═════ DATA FOR THIS TASK ═════
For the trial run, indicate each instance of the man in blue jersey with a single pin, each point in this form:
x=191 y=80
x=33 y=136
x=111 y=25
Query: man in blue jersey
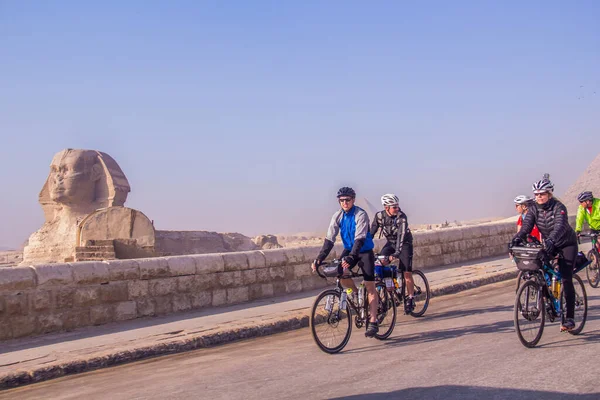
═════
# TASK DESCRIPTION
Return the entries above exactly and in full; do not include images.

# ANSWER TO THE PROBLEM
For the trial run, indicate each instance of the man in blue jersey with a single pin, each point in this form:
x=191 y=80
x=33 y=136
x=111 y=25
Query: man in blue jersey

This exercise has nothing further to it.